- [Work task]:
Output range, inclusive: from the line containing "An <instance> block" to the line containing "positive clicks: (127, 460)". Restate those lines from the data below word for word and only those.

━━━━━ Dataset records ━━━━━

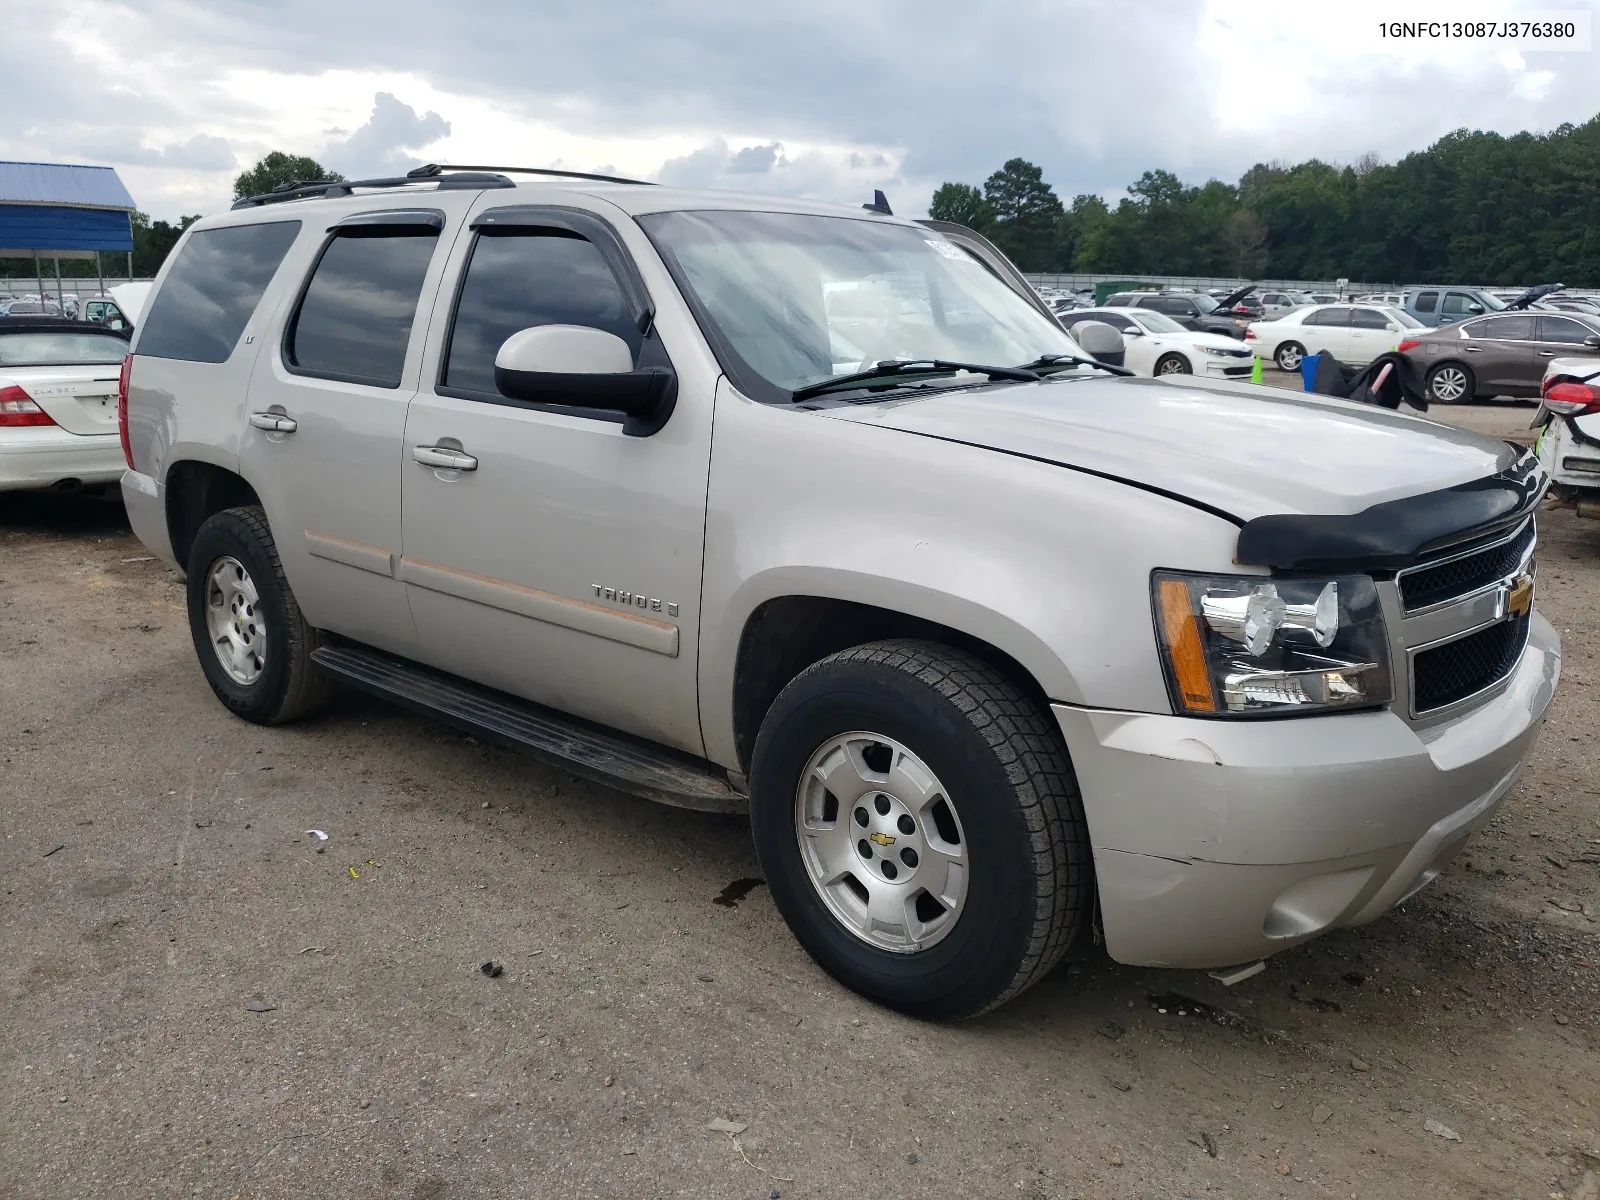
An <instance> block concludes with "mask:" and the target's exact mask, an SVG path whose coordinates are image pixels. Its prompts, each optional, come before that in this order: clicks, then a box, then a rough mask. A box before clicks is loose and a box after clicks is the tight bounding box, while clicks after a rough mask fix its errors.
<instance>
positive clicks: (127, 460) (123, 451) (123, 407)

━━━━━
━━━━━ Dataset records ━━━━━

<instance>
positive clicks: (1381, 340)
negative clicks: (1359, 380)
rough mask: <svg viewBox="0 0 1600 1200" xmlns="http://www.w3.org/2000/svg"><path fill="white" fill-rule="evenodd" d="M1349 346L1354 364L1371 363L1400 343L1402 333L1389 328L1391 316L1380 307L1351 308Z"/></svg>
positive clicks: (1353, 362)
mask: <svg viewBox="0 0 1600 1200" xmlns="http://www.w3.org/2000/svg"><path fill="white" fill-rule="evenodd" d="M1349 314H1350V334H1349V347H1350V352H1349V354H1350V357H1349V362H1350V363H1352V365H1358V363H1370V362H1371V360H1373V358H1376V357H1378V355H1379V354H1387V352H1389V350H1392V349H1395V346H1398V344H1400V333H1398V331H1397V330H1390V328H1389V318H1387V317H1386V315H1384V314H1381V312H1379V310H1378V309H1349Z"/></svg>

━━━━━

- [Solution]:
An <instance> block concludes with "mask:" and the target's exact mask, an SVG path whose coordinates are image pixels. Its prompts, each optional, come before that in this order: clicks, then a box, then a rough mask. A box before clicks is loose and a box after clicks is the tight bounding box, while clicks after a rough mask fix its errors.
<instance>
positive clicks: (127, 460) (123, 451) (123, 407)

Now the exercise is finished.